▶ [Instructions]
1. Write out the part of the prostate cancer article that begins at the words "A new nonsurgical" and stops after the words "removing the prostate.".
2. In the prostate cancer article below, what instrument does Dr. Eric Walser use to remove the cancer without removing the prostate?

▶ [Document excerpt]
════

By Molly Dannenmaier

A new nonsurgical prostate cancer treatment offered at the University of Texas Medical Branch virtually eliminates the side effects of impotence and incontinence that can occur when patients receive the traditional treatment for prostate cancer — surgical prostate removal.

UTMB’s chairman of radiology Dr. Eric Walser is one of only a few physicians in the world and the only physician in Texas who performs this groundbreaking procedure.

Using a state-of-the-art, MRI-guided laser ablation instrument developed at UTMB, he zaps away the cancer without removing the prostate.

Recently, the American Urological Association released new prostate cancer screening guidelines, saying men 55 and younger should no longer receive routine prostate screening and that men 80 and older should not receive it if they have a life expectancy less than 10 to 15 years.

════

▶ [Extracted information]

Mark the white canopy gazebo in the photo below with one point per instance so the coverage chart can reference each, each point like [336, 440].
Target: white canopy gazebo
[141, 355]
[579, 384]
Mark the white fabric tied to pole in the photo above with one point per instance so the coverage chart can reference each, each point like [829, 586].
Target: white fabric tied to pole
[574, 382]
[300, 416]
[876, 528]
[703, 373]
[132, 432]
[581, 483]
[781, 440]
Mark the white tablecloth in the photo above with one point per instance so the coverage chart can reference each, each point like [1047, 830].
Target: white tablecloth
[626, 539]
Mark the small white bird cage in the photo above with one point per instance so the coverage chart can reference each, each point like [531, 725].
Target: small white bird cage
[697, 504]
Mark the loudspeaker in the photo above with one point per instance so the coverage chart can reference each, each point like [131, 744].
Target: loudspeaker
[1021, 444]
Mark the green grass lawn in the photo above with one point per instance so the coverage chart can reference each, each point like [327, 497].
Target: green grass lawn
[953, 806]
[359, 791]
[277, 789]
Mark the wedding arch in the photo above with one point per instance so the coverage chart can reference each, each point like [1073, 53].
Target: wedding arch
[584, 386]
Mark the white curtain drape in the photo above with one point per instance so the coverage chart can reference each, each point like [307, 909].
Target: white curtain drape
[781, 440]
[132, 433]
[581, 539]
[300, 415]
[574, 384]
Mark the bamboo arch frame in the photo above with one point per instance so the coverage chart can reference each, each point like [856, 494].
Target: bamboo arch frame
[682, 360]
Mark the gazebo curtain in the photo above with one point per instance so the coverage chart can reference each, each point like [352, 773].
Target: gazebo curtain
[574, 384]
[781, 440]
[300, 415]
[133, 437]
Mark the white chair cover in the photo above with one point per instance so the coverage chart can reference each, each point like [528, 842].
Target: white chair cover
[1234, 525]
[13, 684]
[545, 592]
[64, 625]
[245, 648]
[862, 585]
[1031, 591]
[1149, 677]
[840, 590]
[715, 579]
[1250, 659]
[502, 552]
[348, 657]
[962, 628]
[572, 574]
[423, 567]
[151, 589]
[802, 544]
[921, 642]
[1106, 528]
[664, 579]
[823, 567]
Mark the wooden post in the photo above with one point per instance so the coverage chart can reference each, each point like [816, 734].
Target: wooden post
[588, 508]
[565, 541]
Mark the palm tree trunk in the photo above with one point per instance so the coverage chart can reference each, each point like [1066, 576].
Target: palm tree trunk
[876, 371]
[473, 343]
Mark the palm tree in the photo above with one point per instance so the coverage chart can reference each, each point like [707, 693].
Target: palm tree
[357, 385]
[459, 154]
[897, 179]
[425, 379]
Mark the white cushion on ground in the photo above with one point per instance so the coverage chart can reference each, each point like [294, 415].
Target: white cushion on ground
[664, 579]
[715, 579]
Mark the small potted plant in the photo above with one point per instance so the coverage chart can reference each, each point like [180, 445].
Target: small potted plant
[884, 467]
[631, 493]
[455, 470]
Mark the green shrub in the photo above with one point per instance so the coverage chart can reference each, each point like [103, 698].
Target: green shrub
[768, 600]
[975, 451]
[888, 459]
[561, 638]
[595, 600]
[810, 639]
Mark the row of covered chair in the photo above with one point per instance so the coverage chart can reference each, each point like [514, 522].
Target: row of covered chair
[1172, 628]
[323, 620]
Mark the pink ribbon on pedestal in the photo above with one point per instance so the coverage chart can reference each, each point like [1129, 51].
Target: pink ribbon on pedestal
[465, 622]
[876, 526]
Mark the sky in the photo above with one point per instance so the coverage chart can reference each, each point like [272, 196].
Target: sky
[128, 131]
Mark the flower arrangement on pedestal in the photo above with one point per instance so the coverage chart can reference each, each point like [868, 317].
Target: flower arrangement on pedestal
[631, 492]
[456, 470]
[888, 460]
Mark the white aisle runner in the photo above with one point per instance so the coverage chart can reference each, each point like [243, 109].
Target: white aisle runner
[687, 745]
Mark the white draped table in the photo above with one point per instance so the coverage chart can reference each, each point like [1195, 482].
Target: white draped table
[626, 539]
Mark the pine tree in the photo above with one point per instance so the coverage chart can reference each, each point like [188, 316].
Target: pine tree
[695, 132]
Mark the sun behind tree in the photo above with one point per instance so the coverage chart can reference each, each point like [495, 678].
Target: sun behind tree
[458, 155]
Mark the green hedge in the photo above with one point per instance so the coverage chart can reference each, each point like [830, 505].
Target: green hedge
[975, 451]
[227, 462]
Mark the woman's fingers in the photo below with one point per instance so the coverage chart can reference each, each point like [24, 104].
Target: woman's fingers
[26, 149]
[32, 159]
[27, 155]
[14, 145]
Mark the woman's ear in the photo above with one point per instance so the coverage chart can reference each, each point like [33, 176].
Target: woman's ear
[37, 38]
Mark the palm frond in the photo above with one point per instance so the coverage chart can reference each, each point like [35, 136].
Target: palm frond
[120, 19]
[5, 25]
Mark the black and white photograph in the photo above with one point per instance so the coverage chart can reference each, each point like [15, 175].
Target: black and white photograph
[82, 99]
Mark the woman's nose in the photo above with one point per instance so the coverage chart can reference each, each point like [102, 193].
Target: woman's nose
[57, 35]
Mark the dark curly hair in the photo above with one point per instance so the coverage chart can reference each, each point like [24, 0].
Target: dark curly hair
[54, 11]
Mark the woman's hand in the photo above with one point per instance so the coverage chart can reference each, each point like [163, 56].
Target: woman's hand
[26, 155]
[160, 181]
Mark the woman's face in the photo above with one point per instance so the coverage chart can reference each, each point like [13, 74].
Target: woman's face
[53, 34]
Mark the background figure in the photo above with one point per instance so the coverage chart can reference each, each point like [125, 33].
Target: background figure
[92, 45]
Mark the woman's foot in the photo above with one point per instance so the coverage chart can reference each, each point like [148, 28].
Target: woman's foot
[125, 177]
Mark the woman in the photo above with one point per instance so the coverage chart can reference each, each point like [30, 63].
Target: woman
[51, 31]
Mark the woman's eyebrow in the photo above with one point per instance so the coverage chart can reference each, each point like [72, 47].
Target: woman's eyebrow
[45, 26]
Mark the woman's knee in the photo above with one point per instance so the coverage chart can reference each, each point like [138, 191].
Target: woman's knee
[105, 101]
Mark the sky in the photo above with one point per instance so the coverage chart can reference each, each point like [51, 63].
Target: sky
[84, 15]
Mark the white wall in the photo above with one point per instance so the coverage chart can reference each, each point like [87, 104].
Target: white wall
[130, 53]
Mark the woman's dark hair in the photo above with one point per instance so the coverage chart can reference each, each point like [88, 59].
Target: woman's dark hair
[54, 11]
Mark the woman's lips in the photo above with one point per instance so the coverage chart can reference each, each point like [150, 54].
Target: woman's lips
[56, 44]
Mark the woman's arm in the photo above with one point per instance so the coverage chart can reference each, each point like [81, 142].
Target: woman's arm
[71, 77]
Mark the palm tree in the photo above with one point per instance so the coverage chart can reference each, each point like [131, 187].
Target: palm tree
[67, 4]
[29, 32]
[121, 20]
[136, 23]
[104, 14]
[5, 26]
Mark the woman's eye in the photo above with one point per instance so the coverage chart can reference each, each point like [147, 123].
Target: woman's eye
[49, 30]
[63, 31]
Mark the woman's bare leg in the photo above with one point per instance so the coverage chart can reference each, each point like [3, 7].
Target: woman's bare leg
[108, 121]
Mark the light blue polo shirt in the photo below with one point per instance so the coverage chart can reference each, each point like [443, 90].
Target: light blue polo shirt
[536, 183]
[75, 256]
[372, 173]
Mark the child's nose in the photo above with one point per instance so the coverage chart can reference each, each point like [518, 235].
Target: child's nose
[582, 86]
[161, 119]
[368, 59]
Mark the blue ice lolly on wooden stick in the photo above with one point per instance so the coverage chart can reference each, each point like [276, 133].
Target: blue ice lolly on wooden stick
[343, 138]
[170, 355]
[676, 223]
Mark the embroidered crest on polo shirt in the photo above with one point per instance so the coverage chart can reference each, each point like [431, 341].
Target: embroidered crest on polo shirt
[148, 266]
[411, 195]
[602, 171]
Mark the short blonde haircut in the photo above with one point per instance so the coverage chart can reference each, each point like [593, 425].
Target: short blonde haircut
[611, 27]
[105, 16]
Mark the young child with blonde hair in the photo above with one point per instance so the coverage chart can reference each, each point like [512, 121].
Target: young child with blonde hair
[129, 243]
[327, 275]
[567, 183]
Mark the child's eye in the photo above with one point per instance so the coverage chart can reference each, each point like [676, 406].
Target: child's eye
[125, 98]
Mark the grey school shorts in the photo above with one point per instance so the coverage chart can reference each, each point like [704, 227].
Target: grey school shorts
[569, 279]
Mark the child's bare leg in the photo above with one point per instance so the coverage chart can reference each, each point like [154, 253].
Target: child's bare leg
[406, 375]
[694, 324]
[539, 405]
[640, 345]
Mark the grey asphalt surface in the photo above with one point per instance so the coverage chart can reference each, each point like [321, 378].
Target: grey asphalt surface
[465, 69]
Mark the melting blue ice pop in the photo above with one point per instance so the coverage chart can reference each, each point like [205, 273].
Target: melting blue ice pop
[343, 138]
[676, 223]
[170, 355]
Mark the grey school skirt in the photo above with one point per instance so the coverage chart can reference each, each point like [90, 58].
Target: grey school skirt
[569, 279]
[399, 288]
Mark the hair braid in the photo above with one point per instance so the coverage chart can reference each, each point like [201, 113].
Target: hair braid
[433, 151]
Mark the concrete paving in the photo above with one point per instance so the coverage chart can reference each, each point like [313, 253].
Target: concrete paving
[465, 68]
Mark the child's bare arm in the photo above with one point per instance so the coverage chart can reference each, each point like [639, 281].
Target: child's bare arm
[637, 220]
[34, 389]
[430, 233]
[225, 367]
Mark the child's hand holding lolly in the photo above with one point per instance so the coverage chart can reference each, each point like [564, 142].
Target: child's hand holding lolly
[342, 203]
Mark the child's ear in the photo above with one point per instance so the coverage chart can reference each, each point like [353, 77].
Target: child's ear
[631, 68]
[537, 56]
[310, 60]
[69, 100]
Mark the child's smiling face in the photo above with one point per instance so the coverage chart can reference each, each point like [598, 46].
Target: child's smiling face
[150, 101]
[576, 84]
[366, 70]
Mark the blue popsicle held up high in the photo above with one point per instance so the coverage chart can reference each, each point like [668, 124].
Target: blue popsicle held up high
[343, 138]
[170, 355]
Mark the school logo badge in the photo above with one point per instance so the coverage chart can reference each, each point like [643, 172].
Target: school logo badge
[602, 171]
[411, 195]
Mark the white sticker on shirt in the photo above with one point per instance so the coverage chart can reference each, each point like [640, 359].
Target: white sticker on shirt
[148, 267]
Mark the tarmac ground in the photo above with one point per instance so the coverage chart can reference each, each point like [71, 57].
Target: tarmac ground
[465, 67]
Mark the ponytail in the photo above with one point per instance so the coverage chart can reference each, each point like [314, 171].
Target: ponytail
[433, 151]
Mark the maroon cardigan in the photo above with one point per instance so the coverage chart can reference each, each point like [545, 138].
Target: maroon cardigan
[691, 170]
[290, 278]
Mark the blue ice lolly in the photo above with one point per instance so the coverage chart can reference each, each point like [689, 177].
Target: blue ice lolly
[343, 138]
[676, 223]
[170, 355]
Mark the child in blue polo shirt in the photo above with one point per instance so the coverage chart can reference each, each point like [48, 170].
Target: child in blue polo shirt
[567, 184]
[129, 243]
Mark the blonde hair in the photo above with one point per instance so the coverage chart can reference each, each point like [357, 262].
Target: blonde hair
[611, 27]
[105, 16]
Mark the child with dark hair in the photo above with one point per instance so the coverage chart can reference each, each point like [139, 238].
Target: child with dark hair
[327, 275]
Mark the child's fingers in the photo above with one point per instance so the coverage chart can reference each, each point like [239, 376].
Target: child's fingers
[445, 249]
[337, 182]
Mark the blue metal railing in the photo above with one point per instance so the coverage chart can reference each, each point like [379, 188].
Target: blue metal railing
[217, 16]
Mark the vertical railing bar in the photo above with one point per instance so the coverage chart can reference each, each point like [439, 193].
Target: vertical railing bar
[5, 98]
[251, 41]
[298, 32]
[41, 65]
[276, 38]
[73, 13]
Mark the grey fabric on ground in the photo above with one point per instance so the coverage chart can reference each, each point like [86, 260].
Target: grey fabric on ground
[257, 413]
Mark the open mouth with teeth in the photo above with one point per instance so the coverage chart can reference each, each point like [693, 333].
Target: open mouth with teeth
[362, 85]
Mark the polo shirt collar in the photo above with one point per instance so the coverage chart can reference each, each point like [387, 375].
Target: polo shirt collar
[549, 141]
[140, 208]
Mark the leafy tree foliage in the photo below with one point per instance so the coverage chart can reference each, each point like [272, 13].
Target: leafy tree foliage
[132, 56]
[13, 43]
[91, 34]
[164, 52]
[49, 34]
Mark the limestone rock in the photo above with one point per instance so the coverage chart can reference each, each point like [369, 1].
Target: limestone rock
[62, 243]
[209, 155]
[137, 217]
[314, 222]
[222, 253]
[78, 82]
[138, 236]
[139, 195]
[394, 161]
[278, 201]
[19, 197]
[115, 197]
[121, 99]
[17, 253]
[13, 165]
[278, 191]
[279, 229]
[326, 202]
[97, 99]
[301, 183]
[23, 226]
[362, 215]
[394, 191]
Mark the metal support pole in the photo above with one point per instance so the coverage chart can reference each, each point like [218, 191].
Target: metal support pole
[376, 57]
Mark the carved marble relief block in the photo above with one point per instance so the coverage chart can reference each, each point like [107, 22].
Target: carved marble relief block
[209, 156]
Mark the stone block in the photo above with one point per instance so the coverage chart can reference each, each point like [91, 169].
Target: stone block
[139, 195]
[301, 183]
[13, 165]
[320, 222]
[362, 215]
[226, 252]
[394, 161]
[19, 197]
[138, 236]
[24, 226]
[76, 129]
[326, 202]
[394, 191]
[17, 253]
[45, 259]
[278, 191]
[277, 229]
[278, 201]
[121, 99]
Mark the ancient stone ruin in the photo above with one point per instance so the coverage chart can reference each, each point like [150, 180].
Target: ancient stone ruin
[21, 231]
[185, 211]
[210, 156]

════

▶ [Expected results]
1.
A new nonsurgical prostate cancer treatment offered at the University of Texas Medical Branch virtually eliminates the side effects of impotence and incontinence that can occur when patients receive the traditional treatment for prostate cancer — surgical prostate removal.

UTMB’s chairman of radiology Dr. Eric Walser is one of only a few physicians in the world and the only physician in Texas who performs this groundbreaking procedure.

Using a state-of-the-art, MRI-guided laser ablation instrument developed at UTMB, he zaps away the cancer without removing the prostate.

2. A state-of-the-art, MRI-guided laser ablation instrument developed at UTMB.